# WHAT NEEDS TO BE DONE
The records follow. Retype them without a single change.

(DATA SUPPLIED Opens)

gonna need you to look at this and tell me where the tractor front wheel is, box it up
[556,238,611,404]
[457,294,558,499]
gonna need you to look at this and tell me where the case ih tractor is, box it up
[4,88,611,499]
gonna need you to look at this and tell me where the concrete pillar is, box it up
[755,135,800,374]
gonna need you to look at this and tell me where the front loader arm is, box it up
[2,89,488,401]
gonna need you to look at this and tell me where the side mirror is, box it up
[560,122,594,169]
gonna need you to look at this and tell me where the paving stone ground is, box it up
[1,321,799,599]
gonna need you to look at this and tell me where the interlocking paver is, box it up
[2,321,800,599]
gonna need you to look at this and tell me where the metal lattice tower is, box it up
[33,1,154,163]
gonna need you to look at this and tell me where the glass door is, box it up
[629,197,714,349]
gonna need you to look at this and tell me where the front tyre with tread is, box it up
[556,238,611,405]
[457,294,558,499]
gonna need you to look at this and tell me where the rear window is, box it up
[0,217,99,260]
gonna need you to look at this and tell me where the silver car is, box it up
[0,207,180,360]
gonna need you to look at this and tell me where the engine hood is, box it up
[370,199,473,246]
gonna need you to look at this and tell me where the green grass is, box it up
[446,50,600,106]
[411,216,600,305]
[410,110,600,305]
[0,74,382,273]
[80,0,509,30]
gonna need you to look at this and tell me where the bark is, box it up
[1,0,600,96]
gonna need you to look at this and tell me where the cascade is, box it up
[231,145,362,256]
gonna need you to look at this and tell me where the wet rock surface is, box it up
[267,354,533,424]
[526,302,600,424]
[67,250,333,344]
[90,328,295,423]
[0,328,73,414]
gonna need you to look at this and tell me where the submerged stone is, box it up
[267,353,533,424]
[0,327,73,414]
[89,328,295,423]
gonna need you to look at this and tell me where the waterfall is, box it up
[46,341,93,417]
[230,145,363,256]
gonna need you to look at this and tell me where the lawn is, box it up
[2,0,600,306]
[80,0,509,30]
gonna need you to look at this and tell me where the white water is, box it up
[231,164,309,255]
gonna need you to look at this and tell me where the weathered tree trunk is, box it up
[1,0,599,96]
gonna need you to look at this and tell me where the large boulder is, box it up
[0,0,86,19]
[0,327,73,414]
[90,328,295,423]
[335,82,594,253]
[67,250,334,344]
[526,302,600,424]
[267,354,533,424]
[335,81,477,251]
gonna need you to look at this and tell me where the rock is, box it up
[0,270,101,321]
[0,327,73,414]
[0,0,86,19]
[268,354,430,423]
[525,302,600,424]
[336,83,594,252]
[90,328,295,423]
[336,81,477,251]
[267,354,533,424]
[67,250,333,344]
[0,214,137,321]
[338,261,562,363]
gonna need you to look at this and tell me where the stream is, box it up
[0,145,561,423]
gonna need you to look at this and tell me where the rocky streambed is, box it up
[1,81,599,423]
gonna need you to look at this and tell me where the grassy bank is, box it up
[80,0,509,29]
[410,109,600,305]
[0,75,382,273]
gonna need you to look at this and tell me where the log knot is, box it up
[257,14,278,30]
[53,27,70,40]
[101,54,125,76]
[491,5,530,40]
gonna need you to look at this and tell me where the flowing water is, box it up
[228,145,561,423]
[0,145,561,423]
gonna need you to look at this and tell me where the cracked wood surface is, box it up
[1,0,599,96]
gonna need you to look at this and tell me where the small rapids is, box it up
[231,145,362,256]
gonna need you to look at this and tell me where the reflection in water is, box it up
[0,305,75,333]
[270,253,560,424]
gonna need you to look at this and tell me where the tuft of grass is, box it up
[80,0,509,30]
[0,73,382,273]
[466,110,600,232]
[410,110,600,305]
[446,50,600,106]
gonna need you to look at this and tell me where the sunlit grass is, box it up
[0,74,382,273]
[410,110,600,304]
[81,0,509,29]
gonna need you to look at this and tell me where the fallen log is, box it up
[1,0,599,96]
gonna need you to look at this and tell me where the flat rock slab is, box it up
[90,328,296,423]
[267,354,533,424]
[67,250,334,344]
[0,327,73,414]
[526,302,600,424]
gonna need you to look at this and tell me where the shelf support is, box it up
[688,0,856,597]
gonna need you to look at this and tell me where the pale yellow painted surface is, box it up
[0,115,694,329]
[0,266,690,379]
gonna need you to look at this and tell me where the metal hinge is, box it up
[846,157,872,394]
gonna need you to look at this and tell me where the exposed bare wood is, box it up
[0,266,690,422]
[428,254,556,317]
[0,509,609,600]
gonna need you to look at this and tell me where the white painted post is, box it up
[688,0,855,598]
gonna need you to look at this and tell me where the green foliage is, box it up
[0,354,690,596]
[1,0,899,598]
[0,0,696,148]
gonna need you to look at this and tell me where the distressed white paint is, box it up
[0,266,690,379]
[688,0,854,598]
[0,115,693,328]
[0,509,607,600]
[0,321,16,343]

(DATA SUPPLIED Closes)

# ANSWER
gonna need you to look at this and tell me where the tractor front wheel is, box it up
[556,238,611,404]
[457,294,558,499]
gonna need you to look at this and tell me where the case ih tractor is, box it up
[4,88,611,499]
gonna need you to look at this and tell me where the concrete pillar is, box it up
[755,135,800,374]
gonna need you to look at this and tell me where the front loader arm is, box it up
[2,89,488,401]
gonna need you to look at this and tell me where the side mirror is, box it up
[560,122,594,169]
gonna need you to look at this and tell me where the paving stone ground is, box it up
[1,321,799,599]
gonna need you to look at this and tell me where the interlocking paver is, box it up
[2,321,800,599]
gonna need you to look at this and tell me where the metal lattice tower is, box it up
[33,1,154,163]
gonna need you to look at this and tell me where the glass door is, box it up
[629,197,714,349]
gonna need you to look at this and tell me where the front tyre with tread is, box it up
[556,238,611,405]
[457,294,558,499]
gonna need you to look at this and tell me where the rear window is, box it up
[0,217,99,260]
gonna need you to look at this and tell me where the silver car is, box it up
[0,207,180,360]
gonna need you to look at this and tell me where the engine hood is, box it up
[370,199,473,246]
gonna need you to look at this and tell me where the green grass is, box it up
[446,50,600,106]
[411,216,600,305]
[410,110,600,305]
[0,74,382,273]
[80,0,509,30]
gonna need you to look at this and tell me where the bark is, box it up
[1,0,600,96]
gonna need you to look at this and tell me where the cascade is, box it up
[231,145,362,256]
gonna need you to look at this and tell me where the wet rock surface is, box it up
[267,354,533,424]
[526,302,600,424]
[67,250,333,344]
[90,328,295,423]
[0,328,73,414]
gonna need you to look at this and tell me where the submerged stone is, box it up
[267,353,533,424]
[0,327,73,414]
[89,328,295,423]
gonna need you to look at this and tell me where the waterfall is, box it up
[46,341,93,417]
[230,145,363,256]
gonna need you to look at this and tell me where the lawn is, box it up
[2,0,600,306]
[80,0,509,30]
gonna need you to look at this and tell me where the white water is, box it up
[231,164,309,255]
gonna need you to look at this and tell me where the weathered tree trunk is, box it up
[1,0,599,96]
gonna need you to look at this and tell me where the large boulder is, box it up
[0,0,86,19]
[0,327,73,414]
[90,328,295,423]
[335,82,594,253]
[67,250,334,344]
[526,302,600,424]
[267,354,533,424]
[335,81,477,251]
gonna need you to look at this and tell me where the rock is, box it up
[0,270,101,321]
[0,327,73,414]
[0,0,86,19]
[268,354,430,423]
[525,302,600,424]
[336,83,594,252]
[90,328,295,423]
[336,81,477,251]
[267,354,533,424]
[67,250,333,344]
[0,214,137,321]
[338,261,562,363]
gonna need you to look at this and tell me where the stream is, box it up
[0,145,561,423]
gonna need you to look at this and tell me where the rocky streambed is, box it up
[1,81,599,423]
gonna need you to look at this and tell me where the grassy bank is, box it up
[80,0,509,29]
[410,109,600,305]
[0,75,382,273]
gonna need you to look at this and tell me where the log knot is, box it up
[257,14,278,30]
[53,27,70,40]
[101,54,125,76]
[491,5,530,40]
gonna need you to look at this and tell me where the flowing water is, box it up
[228,145,561,423]
[0,145,561,423]
gonna need you to look at this and tell me where the cracked wood surface is, box it up
[1,0,599,96]
gonna need you to look at this and tell me where the small rapids is, box it up
[231,145,362,256]
gonna need you to look at this and tell me where the reflection in water is, box it up
[0,305,75,333]
[270,253,560,424]
gonna need you to look at this and tell me where the tuft of grass is, box it up
[80,0,509,30]
[0,73,382,273]
[466,110,600,232]
[410,110,600,305]
[446,50,600,106]
gonna need you to look at this and tell me where the sunlit grass is, box it up
[0,74,382,273]
[410,110,600,304]
[81,0,509,29]
gonna need you to look at this and tell me where the fallen log is, box it up
[1,0,599,96]
gonna need you to look at this and tell me where the flat rock slab is, box it up
[90,328,296,423]
[267,354,533,424]
[67,250,334,344]
[0,327,73,414]
[526,302,600,424]
gonna need you to look at this and tell me where the shelf support is, box it up
[688,0,856,597]
gonna need you to look at this and tell me where the pale yellow painted surface is, box it up
[0,115,694,329]
[0,266,690,379]
gonna need you to look at this and tell me where the metal hinge is, box it up
[846,157,872,394]
gonna need you to look at this and tell me where the exposed bare wood is, box it up
[0,266,690,422]
[428,254,556,317]
[0,509,609,600]
gonna need you to look at this and tell me where the white painted post is, box it up
[688,0,855,598]
gonna need you to look at this and tell me where the green foliage is, box it up
[0,354,690,596]
[1,0,899,598]
[0,0,696,148]
gonna need you to look at this and tell me where the distressed white paint is, box it up
[0,266,690,379]
[688,0,854,598]
[0,115,693,328]
[0,509,607,600]
[0,321,16,343]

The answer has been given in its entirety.